▶ What you should do
Every line below is to be quoted exactly, with nothing added or dropped.

▶ Source data

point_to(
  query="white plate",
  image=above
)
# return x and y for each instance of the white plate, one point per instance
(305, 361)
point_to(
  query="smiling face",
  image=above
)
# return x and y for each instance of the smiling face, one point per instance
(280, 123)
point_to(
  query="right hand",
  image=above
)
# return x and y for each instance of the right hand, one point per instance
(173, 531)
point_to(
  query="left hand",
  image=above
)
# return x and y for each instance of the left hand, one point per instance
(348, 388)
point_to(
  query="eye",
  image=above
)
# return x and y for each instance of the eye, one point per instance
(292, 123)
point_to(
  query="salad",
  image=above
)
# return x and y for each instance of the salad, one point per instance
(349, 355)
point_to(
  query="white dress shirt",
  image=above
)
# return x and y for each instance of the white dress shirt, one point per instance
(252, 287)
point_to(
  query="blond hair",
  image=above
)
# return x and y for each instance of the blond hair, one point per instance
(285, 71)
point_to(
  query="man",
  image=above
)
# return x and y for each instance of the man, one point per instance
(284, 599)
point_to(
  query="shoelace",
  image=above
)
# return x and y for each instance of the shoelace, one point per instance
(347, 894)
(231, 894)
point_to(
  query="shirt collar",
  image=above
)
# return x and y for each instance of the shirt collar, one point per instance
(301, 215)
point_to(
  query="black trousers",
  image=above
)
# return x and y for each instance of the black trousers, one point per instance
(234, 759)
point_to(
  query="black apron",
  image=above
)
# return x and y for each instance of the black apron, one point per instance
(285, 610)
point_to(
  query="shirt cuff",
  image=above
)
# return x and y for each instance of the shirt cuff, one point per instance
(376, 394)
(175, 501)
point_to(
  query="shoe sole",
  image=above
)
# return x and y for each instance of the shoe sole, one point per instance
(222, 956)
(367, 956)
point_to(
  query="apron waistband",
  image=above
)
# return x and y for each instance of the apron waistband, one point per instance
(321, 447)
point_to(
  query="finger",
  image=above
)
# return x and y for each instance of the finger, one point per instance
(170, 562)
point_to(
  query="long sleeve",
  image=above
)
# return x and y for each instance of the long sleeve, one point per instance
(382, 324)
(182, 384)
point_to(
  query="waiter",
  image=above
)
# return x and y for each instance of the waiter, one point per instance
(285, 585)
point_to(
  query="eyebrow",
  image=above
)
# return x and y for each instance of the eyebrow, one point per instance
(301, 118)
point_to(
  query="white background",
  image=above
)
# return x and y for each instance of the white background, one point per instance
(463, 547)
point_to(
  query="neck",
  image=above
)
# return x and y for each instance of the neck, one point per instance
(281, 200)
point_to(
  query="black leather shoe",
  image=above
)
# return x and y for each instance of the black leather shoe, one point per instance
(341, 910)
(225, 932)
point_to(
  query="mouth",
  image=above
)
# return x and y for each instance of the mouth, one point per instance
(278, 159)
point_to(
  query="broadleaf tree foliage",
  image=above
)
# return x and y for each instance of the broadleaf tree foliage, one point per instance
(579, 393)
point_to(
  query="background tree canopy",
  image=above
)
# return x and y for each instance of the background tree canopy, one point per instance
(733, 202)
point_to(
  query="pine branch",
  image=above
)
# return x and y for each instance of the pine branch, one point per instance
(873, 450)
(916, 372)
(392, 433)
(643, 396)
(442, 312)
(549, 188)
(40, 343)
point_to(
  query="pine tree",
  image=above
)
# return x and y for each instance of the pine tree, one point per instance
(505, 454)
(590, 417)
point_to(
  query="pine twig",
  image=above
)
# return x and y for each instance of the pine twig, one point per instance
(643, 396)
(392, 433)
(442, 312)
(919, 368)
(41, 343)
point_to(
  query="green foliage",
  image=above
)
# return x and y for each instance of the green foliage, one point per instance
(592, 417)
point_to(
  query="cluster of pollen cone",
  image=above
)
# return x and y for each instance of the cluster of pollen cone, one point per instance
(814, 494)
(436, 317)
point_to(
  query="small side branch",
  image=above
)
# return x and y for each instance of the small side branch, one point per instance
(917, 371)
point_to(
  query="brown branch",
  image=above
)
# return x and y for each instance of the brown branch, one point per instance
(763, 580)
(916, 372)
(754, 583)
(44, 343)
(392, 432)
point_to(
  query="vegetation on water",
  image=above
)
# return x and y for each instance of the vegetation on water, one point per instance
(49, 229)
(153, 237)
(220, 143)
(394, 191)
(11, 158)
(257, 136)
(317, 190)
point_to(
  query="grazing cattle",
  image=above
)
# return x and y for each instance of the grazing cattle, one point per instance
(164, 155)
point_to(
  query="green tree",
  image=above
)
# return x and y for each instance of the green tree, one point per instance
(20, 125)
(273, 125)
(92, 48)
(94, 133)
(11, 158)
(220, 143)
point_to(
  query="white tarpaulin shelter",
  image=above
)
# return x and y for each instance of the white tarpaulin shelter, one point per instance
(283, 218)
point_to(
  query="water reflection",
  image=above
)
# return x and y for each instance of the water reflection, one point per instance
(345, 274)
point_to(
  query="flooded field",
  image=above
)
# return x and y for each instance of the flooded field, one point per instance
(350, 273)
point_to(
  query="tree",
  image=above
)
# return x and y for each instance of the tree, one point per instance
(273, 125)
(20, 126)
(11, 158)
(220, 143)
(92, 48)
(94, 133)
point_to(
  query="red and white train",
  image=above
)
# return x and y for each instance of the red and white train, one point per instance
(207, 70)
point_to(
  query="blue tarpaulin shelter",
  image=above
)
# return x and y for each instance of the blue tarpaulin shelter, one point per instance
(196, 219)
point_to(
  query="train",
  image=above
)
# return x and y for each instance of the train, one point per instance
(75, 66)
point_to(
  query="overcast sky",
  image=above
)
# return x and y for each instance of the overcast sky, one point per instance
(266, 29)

▶ The answer
point_to(
  query="white plate",
  image=above
)
# return x and y for each instance of the white plate, one point per instance
(305, 361)
point_to(
  query="smiling face",
  image=above
)
# return x and y for each instance of the smiling face, one point per instance
(280, 123)
point_to(
  query="right hand",
  image=above
)
# return x and y for each instance of the right hand, one point per instance
(173, 531)
point_to(
  query="left hand",
  image=above
)
# return x and y for each instance of the left hand, one point per instance
(348, 388)
point_to(
  query="eye",
  image=above
)
# return x and y for each instance of the eye, one point per instance
(292, 123)
point_to(
  query="salad",
  image=above
)
# return x and y for each instance of the salad, one point per instance
(349, 355)
point_to(
  query="white dress shirt",
  image=above
)
# return x and y for each instance of the white dress shirt, one point per instance
(252, 287)
point_to(
  query="blond hair",
  image=above
)
# return x and y for each instance of the blond hair, one point per instance
(285, 71)
point_to(
  query="man",
  image=above
)
# return x and y for each instance of the man, one point per instance
(284, 599)
point_to(
  query="shoelace",
  image=above
)
# return x and y for each instance of the shoelace, one point per instance
(347, 894)
(231, 894)
point_to(
  query="shirt collar",
  image=above
)
# return x and y for each instance of the shirt collar, one point per instance
(301, 215)
point_to(
  query="black trousers",
  image=above
)
# return x and y for each instance of the black trousers, one point per instance
(234, 759)
point_to(
  query="black apron",
  image=above
)
# return x and y for each instance of the black apron, one point per instance
(285, 610)
point_to(
  query="shirt cuff",
  image=above
)
# return x and y for each instance of the shirt cuff, one point per instance
(376, 394)
(175, 501)
point_to(
  query="shoe sole",
  image=above
)
# return x and y for each instance of the shoe sole, one point per instance
(222, 956)
(367, 956)
point_to(
  query="apron waistband",
  image=above
)
# return x and y for each instance of the apron waistband, one point per instance
(321, 447)
point_to(
  query="finger",
  image=above
)
# return x and y for each instance of the finger, one point per instance
(170, 562)
point_to(
  query="long sleeve",
  image=above
)
# return x and y for each instance of the long sleeve, one point per instance
(382, 324)
(182, 384)
point_to(
  query="waiter",
  image=above
)
# return x and y for each instance of the waiter, one point per instance
(285, 585)
point_to(
  query="eyebrow",
  image=above
)
# return x and y for each instance of the eyebrow, one point per instance
(301, 118)
point_to(
  query="white background",
  image=above
)
# return x and y for each instance of the white background, one point per instance
(463, 547)
point_to(
  query="neck",
  image=above
)
# return x and y for each instance of the neck, one point per instance
(281, 200)
point_to(
  query="black leather shoe",
  image=above
)
# return x and y for each instance of the black leather shoe, one point per instance
(341, 910)
(225, 932)
point_to(
  query="mouth",
  image=above
)
# return x and y for each instance of the mouth, one point per instance
(278, 159)
point_to(
  query="broadleaf tree foliage",
  image=above
)
# return x and y for each instance of the broadleaf tree foliage, one point per instance
(579, 393)
point_to(
  query="background tree canopy",
  image=above
)
# return x and y for each instance of the background tree canopy, one point per instance
(733, 202)
point_to(
  query="pine branch",
  image=above
)
# return x and y for each instance of the pine branch, one point per instance
(873, 450)
(916, 372)
(392, 433)
(643, 396)
(442, 312)
(549, 188)
(40, 343)
point_to(
  query="pine tree",
  image=above
)
# return x and y for each instance of the pine tree, one point per instance
(505, 454)
(590, 417)
point_to(
  query="pine twig",
  image=above
)
# return x and y for each instance of the pine twig, one point per instance
(643, 396)
(392, 433)
(442, 312)
(919, 368)
(41, 343)
point_to(
  query="green foliage",
  image=above
)
# return x and y for each instance of the green foliage, one point per instance
(592, 417)
point_to(
  query="cluster of pollen cone",
  image=above
)
# return x and y for each instance of the cluster of pollen cone, one point per instance
(814, 494)
(436, 317)
point_to(
  query="small side branch",
  image=above
)
# return x and y for each instance of the small side branch, one point per instance
(917, 371)
point_to(
  query="brown branch",
  image=above
)
# return x and y for each instance of the brown branch, one point per instance
(763, 580)
(916, 372)
(754, 583)
(44, 343)
(392, 432)
point_to(
  query="vegetation on water",
  image=above
)
# return x and y for each instance of the vegetation on water, one point per instance
(49, 229)
(153, 237)
(220, 143)
(394, 191)
(11, 158)
(257, 136)
(317, 190)
point_to(
  query="grazing cattle",
  image=above
)
# return x and y for each instance of the grazing cattle, one point per instance
(164, 155)
point_to(
  query="green tree",
  image=above
)
# return x and y for each instance of the green tree, one point per instance
(20, 125)
(273, 125)
(92, 48)
(94, 133)
(11, 158)
(220, 143)
point_to(
  query="white tarpaulin shelter",
  image=above
)
# return x and y for each instance of the white tarpaulin shelter, one point per instance
(283, 218)
point_to(
  query="water reflection",
  image=above
)
# return x and y for each instance of the water reflection, one point per instance
(345, 274)
point_to(
  query="flooded field",
  image=above
)
# return x and y for each instance of the flooded field, one point per instance
(350, 273)
point_to(
  query="tree",
  image=above
)
# return x and y for each instance of the tree, one point per instance
(273, 125)
(20, 126)
(11, 158)
(220, 143)
(92, 48)
(94, 133)
point_to(
  query="red and white train",
  image=above
)
# return x and y for each instance of the red and white train, one point per instance
(207, 70)
point_to(
  query="blue tarpaulin shelter",
  image=above
)
# return x and y for each instance of the blue tarpaulin shelter, one point per instance
(196, 219)
point_to(
  query="train",
  image=above
)
# return x and y for each instance of the train, one point per instance
(75, 66)
point_to(
  query="overcast sky",
  image=above
)
# return x and y for each instance of the overcast sky, one point per instance
(266, 29)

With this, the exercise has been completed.